## [DIRECTIONS FOR THIS TASK]
In the article below on hotel concierges after the pandemic, why does Jeffrey Thoennes say helping each guest now takes about 30% more time? Answer in one to three sentences.

## [EXCERPT TO READ]
***
(Bloomberg) — The first rule of being a concierge is a simple one: “Never say no.”
The second rule? “Always maintain your contacts.”
In the wake of the pandemic, concierges around the world are finding it increasingly challenging to stick to either stricture—though they’re steadfast in their commitment. Competition for restaurant reservations has never been fiercer, yet many of the gatekeepers to those establishments were laid off amid Covid shutdowns to be replaced by online reservations systems such as Resy.
For Jeffrey Thoennes, a veteran concierge at New York’s legendary Carlyle hotel, it means 70% of his contacts were wiped away by spring 2022, when tourism returned in earnest to the city. “I’ve been working here and building relationships for 24 years,” he says. “Now, after Covid, it feels like I’m starting over again.”
Around the world, members of this trade—which many felt was losing relevance before the pandemic—are echoing Thoennes’s sentiments. But as travelers return to international travel with renewed joie de vivre, there’s more pressure than ever on concierges to deliver.
“It keeps getting busier around here,” Thoennes says, especially after Covid’s omicron waves subsided. “It felt like the floodgates really opened up in March. And usually, by July or August, we find ourselves having some downtime. But from the requests we’re getting, it’s going to be a very, very busy summer like never before.”
International guests of the Carlyle typically ask Thoennes to book the same three restaurants: Polo Bar, Carbone, and Daniel. “It’s hard!” he laughs, wondering how many times he can call a restaurant in a single day with additional requests when their books are already crammed. “We always say yes, we always call and try,” he explains.
It doesn’t help that customers come in with an expectation that New York is dead—a fallacy that can make it harder for them to accept a Plan B. Between repeat attempts to get overbooked tables and the delicate balancing act of offering alternatives, Thoennes says, “it takes us about 30% more time to help each guest.”
“Sometimes it’s time that we don’t have,” he admits. “But we always get them in somewhere great.”
Indeed, the pandemic has repaved the way forward for concierges. Mediocre ones in three- or four-star hotels were in many cases eliminated from the payroll, never to be replaced. But those with Les Clefs d’Or pins—the gold standard for concierges and a point of pride for top-end, five-star hotels—are now seen as invaluable resources for travelers and a must-offer service for hotels.
***
## [ENTRIES SUPPLIED]
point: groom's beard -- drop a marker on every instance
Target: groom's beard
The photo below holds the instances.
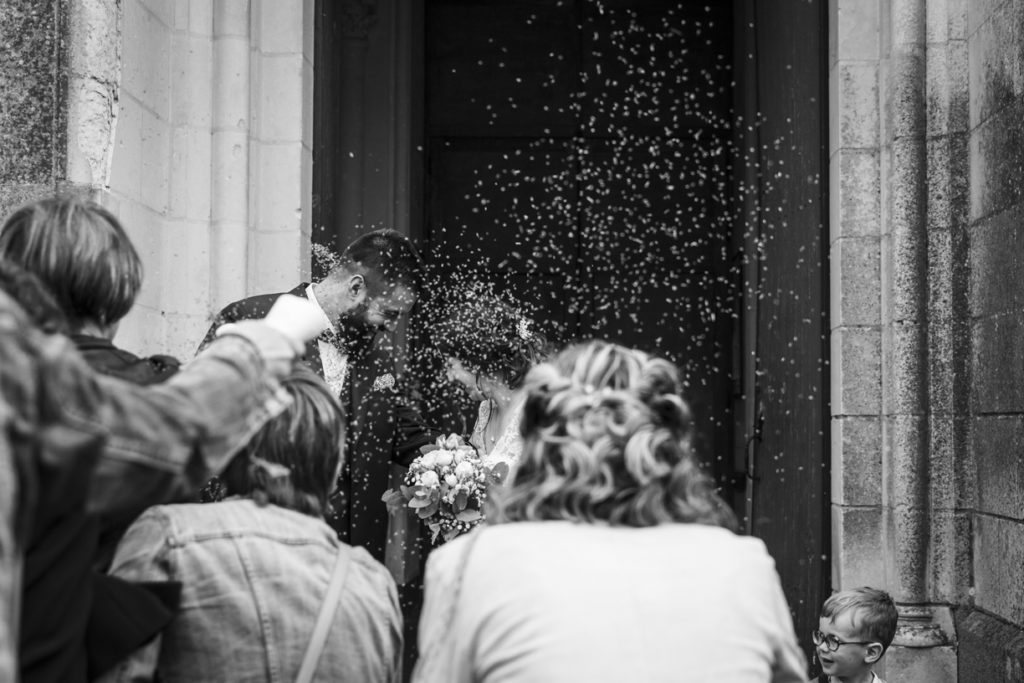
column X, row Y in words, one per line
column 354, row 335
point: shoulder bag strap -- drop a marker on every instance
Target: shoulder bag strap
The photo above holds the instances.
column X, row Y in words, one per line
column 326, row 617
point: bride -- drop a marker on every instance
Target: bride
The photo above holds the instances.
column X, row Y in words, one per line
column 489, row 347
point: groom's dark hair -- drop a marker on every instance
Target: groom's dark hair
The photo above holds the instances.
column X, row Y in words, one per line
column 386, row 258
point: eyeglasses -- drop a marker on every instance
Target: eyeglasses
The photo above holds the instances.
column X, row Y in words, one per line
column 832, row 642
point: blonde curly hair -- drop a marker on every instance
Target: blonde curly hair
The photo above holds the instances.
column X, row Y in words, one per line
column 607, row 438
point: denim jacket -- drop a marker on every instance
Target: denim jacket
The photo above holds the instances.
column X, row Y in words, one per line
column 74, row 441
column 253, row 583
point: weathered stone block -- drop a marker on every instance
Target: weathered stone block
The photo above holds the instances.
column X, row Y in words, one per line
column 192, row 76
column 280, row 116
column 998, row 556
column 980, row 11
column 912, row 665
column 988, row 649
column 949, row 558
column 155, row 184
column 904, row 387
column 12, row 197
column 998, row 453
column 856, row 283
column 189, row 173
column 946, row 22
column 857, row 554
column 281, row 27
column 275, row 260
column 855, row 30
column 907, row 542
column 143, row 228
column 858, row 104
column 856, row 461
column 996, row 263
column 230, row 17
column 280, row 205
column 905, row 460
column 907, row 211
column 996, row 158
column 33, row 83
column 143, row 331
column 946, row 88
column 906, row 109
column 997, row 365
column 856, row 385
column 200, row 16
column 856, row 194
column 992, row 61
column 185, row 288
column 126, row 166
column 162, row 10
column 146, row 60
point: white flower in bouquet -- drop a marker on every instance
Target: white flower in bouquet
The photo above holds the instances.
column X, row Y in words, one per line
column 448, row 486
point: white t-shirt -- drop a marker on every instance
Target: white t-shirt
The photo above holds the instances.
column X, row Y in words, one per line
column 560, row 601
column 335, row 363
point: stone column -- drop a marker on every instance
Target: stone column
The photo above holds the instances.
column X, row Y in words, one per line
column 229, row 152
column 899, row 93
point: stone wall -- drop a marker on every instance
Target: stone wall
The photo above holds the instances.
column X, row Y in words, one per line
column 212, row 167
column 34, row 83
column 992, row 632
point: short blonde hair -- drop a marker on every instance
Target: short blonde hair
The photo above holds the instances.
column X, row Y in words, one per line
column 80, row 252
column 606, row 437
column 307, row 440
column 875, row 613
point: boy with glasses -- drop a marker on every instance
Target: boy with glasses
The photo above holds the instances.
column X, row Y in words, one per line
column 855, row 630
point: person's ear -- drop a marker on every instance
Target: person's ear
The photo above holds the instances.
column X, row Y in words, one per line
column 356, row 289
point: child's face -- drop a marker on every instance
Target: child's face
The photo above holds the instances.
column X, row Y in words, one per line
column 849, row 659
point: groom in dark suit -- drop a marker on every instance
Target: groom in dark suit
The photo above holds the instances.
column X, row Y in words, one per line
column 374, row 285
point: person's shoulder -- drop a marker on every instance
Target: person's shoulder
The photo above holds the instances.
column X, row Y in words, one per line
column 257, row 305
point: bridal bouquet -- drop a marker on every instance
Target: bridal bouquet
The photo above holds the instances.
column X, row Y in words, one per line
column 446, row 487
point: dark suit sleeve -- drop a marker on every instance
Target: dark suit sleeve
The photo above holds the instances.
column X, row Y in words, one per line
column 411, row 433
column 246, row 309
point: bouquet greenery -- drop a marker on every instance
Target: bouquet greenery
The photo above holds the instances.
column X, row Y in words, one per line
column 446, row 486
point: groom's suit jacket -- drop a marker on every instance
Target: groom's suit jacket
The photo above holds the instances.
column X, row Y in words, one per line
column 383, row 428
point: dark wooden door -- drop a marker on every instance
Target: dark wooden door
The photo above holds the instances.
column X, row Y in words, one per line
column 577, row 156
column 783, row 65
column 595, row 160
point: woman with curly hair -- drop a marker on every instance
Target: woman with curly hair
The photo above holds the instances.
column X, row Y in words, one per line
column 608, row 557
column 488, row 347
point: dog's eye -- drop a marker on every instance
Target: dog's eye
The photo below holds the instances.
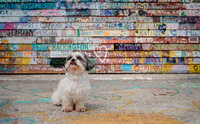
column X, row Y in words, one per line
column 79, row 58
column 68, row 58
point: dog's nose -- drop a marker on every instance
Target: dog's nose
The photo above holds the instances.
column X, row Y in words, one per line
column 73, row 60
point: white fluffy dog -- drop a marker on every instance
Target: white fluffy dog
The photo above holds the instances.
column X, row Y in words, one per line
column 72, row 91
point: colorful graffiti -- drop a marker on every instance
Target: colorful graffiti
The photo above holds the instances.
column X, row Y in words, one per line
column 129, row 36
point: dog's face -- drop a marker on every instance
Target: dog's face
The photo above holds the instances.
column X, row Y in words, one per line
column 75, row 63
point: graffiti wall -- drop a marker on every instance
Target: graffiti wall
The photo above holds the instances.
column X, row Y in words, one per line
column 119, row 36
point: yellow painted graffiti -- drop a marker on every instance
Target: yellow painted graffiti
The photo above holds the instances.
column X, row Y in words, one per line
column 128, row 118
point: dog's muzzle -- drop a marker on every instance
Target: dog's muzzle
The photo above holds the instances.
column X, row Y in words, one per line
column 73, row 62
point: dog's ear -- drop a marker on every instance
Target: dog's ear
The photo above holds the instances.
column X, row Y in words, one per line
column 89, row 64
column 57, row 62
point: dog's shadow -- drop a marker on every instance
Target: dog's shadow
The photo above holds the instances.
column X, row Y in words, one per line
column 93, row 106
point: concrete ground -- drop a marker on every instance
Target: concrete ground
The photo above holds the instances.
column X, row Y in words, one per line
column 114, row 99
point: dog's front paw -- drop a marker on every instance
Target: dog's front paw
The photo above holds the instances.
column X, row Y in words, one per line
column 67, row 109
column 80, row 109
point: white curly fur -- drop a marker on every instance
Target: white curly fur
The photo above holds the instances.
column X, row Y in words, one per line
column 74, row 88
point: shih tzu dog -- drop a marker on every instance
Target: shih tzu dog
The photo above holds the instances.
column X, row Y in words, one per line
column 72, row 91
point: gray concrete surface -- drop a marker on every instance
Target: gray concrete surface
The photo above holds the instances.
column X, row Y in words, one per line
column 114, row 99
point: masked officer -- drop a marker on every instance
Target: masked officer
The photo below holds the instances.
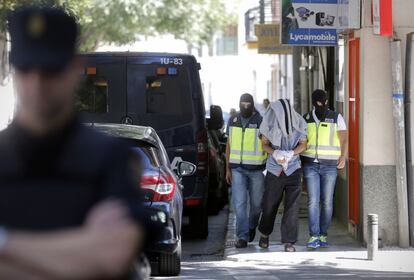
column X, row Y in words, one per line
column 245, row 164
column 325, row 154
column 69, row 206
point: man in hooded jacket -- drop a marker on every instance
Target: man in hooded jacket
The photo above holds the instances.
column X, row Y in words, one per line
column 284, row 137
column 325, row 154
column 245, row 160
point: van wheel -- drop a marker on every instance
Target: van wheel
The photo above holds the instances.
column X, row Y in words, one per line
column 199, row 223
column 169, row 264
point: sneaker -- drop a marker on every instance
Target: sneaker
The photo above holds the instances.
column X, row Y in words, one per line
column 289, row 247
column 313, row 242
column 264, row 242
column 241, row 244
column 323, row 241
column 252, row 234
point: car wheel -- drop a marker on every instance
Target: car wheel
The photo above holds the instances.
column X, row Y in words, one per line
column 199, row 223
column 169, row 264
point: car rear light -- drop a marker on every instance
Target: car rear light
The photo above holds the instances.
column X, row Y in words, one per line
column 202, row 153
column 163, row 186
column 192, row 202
***
## [RESULT]
Helping each guest takes more time because of repeat attempts to get tables at overbooked restaurants and the careful work of offering alternatives. Guests also arrive expecting New York to be dead, which makes it harder for them to accept a Plan B.